● Verilen Metin

________

İstanbul’da Sanayi Mahallesi’nde bir ofis, onlarca bilgisayar ve masaların çevresinde hararetle sohbet eden gençler.
Gençler arasında Türkler de var, çoğu Suriyeli olmak üzere yabancılar da var; sosyolog da var, bilgisayar mühendisi ve işletmeci de. Onları bir araya getiren ilk defa duyduğum bir kavram “hackathon”.
Etkinliğin moderatörü Çağdaş Önen, “hackathon” adı verilen yeni nesil girişimcilik maratonunu şöyle açıklıyor:
“Hackathon, belirlenen süre zarfında farkı disiplinlerden gelen insanların bir iş fikrini sistematik bir yapı haline getirmeleri anlamına geliyor. Bu iş fikrini bir iş planı haline dökmeleri, bunun çalışabilir bir küçük modelini burada yapıp belli jüriye sunmaları oluşacak etkinlik.”
Proje yarışmasının jüri üyelerinden Hackqurters kurucu ortağı Kaan Arık, “Şu an 4,5 milyon Suriyeli mülteci dünyanın farklı yerlerinde kendi vatanlarından uzak birçok problemle karşı karşıyalar. Bizde onların farklı sorunlarına çözüm bulmak için burada çalışacağız. Hackathon’ların sonunda bazıları teknoloji tabanlı, bazıları tasarımsal bazıları sosyal ya da iletişime dayalı olabiliyor. Bu maratonda bunların bazılarına çözüm üretmeye çalışacağız” diyor.
ABD Başkonsolosluğu, Garaj ve Habitat’ın destekleri ile İstanbul Kolektif House Hackquarters adlı yeni nesil girişimcilik yapılarının organizasyonuyla 25-27 Mart tarihlerinde gerçekleştirilen bu etkinliğin hedefi Türkiye’deki Suriyeli mültecilerin sorunlarına çözüm üretmek.
Selda Şerifsoy: Fikir var, fon var, bunları birleştirecek organizasyon yok
Projenin destekçilerinden Amerikan Başkonsolosluğu, daha önce çevre ve tasarruf konulu bir hackathon’a katkı sağlamış. Amerika’nın Sesi’ne konuşan Amerikan Başkonsolosluğu Basın Kültür Bölümü’nden Selda Şerifsoy da üç gün süren etkinliğin önemine vurgu yapıyor:
“Suriyeli mültecilerin sorunlarını çözmek için çeşitli fikirler ve buna destek olabilecek çeşitli fonlar var. Ama bunları bir araya getirecek organizasyon yok. Bu etkinlikle yaşanan bu problemi aşmaya yardımcı olmak istedik. Burada fikirlerin listelenmesi sonrasında uygun fonlara aktarabilmesini sağlayacak organize çözüme yardımcı olmak amacındayız. 48 saat sonra sonuçları hep birlikte göreceğiz”

________

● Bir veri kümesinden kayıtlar

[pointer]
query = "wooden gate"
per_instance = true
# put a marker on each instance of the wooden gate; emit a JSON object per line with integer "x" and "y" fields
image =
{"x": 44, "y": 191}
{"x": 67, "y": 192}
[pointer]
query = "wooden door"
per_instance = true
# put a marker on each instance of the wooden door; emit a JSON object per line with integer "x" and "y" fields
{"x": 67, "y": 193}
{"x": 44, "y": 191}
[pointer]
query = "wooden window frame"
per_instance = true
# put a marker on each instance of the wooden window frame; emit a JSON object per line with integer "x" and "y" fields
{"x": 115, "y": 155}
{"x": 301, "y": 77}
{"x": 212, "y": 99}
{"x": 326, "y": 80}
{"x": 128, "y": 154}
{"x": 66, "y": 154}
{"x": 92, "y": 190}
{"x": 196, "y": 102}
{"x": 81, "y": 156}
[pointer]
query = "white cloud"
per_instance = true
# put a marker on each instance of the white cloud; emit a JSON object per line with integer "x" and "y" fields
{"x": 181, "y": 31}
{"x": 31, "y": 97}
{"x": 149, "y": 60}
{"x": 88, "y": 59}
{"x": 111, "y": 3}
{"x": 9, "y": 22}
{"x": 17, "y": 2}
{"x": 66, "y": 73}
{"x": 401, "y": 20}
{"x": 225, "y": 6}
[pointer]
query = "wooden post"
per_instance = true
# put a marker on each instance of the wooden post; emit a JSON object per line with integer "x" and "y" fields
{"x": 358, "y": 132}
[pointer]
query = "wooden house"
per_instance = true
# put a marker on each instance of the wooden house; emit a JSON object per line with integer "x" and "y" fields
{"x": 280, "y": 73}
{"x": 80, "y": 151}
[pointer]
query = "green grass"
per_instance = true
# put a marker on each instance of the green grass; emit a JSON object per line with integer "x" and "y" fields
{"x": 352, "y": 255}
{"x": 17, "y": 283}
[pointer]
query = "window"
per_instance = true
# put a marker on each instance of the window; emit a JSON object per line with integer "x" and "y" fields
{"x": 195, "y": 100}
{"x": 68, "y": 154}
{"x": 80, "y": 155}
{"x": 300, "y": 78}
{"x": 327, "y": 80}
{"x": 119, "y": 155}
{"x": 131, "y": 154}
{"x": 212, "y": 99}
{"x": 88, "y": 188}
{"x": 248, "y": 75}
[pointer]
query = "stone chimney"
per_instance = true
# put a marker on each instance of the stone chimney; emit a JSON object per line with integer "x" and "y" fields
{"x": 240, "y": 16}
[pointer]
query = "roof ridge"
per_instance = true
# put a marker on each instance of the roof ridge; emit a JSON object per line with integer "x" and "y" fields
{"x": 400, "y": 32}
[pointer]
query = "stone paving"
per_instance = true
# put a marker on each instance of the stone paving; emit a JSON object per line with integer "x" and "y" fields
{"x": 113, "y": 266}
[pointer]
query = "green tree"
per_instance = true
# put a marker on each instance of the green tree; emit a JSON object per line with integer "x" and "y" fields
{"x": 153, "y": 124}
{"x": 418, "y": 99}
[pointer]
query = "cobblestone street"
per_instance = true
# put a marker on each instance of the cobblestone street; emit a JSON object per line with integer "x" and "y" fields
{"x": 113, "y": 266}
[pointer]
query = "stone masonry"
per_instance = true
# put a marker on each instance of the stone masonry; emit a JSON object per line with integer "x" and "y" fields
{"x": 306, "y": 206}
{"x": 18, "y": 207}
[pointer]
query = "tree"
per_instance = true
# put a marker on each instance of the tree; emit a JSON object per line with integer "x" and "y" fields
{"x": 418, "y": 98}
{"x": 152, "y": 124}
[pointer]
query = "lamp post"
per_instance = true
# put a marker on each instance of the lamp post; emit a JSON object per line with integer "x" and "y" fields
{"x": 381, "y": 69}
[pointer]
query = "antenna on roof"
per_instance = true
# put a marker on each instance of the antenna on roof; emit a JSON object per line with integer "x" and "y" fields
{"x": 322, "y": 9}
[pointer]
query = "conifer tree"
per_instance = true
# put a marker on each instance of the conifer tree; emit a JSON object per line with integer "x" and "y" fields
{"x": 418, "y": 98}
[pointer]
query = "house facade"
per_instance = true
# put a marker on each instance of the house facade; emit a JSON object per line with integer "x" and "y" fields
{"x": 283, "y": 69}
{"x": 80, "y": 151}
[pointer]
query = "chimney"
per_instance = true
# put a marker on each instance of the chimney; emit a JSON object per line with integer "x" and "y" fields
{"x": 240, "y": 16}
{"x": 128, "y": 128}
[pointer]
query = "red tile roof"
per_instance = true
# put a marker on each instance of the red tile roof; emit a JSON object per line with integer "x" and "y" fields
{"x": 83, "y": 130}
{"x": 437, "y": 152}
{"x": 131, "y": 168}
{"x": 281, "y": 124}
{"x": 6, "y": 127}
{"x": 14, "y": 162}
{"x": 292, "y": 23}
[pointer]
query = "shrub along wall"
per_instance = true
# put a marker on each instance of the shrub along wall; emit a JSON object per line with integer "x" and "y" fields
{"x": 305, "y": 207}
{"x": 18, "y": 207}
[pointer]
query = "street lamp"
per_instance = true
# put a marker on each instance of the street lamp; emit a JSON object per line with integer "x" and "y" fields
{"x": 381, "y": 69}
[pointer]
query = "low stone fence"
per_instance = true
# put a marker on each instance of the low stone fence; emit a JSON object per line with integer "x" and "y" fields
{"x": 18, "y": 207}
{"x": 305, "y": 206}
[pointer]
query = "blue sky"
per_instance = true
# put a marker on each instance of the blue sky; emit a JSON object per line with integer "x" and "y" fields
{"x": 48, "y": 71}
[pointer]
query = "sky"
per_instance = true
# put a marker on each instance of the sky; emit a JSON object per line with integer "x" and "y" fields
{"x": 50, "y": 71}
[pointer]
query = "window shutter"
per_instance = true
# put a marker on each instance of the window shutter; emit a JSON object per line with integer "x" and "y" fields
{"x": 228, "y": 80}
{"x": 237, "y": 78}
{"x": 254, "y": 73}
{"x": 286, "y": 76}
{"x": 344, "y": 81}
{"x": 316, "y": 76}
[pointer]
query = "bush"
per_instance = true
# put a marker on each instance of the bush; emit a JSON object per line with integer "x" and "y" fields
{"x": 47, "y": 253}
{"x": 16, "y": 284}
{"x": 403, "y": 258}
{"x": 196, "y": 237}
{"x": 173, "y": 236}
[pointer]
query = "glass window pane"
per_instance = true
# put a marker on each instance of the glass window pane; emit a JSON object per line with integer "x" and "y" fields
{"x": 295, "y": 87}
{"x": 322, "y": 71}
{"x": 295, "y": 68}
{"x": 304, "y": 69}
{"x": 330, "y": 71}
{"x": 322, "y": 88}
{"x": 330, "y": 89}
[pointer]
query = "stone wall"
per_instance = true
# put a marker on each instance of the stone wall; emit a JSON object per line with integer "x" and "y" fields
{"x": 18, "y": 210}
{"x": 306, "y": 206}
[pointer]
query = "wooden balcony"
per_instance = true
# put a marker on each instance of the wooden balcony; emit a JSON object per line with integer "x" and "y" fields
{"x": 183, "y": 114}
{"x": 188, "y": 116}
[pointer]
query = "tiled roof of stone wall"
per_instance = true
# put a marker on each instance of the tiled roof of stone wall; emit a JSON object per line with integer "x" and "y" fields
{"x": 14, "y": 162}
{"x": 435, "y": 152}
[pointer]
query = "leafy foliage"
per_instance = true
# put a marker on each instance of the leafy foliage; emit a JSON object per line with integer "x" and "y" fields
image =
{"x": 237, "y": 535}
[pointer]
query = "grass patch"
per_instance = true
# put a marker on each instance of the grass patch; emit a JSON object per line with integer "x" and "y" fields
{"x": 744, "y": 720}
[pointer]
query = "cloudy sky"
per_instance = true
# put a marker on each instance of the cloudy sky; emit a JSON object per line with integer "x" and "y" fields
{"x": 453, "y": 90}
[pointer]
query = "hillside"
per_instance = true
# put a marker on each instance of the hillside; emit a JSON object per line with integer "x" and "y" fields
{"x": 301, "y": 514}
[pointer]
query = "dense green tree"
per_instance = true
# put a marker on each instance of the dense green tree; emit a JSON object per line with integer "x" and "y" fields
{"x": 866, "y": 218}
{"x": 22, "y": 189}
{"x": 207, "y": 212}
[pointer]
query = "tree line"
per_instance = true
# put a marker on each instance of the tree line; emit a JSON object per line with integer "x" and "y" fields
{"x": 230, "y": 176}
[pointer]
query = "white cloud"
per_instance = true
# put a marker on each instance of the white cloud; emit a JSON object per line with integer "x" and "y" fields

________

● Yönerge 1
İstanbul'daki hackathon haberine göre etkinlik hangi tarihlerde gerçekleştirildi?
● Yönerge 2
İstanbul'daki hackathon haberinin devamını, son cümleden sonra başlayarak yazın.
Bu kayıtların metinle hiçbir ilgisi yoktur.

● Yazılı Yanıt 1
Etkinlik 25-27 Mart tarihlerinde gerçekleştirildi.

● Yazılı Yanıt 2
Rami Sharrack: Suriyeliler'in en büyük sorunu dil
Hackathon katılımcılarına Suriyelilerin karşı karşıya olduğu sorunları Suriye Ekonomik Forumu’ndan Rami Sharrack aktardı. Amerika’nın Sesi’nin sorularını yanıtlayan Sharrack’a göre, Türkiye’deki Suriyelilerin en büyük sorunu Türkçe konuşmak:
“Türkiye’de yaşayan milyonlarca Suriyeli için en büyük sorun iletişim kurmak. Çünkü Türkçe konuşmakta zorlanıyorlar. Bu iş bulmayı da iş kurmayı da eğitim almayı da zorlaştırıyor. Bu sorun ne kadar hızlı giderilebilirse Suriyeliler hayata daha çok katılır ve daha çok fırsat yakalayabilirler. Bu nedenle bu kadar farklı disiplinden insanı bir araya getirmek mükemmel bir fikir.”
“Asıl ideal diğer mültecilerin de yararlanmasını sağlamak”
Altı ila sekiz sekiz kişiden oluşan yedi grup, hackathon’u kazanacak fikri geliştirmeye çalışırken Kolektif House’un kurucu ortağı Ahmet Onur, “Gündemimiz elbette Türkiye’deki Suriyelilerin bir sorununa çözüm bulmak ama buradan çıkacak bir ürünün dünyadaki her göçmenin sorunlarına dokunması asıl idealimiz. En kritik sorunu bulup onun üzerine çok fazla çerçeve koymadan çözüm üretebilmek gerek” diyor.
İlk iki sırayı alan projeler
48 saat süren hackathon’da birinciliği “hand to heart” (elden kalbe) adını verdikleri projeyle İstanbul&I adlı grup, kazandı. Elden kalbe, Suriyeli kadın mültecilerin hikayelerini anlatabilecekleri, el işiyle de ürünler yapıp dünyaya satabilecekleri bir ticaret platformu. Ticaret platformunun edindiği gelirler, el emeği koyan Suriyeli mülteci kadınlara aktarılacak.
Jürisinin ikinciliğe layık gördüğü Chance&Hope adlı projeyi Pizza adlı grup üretti.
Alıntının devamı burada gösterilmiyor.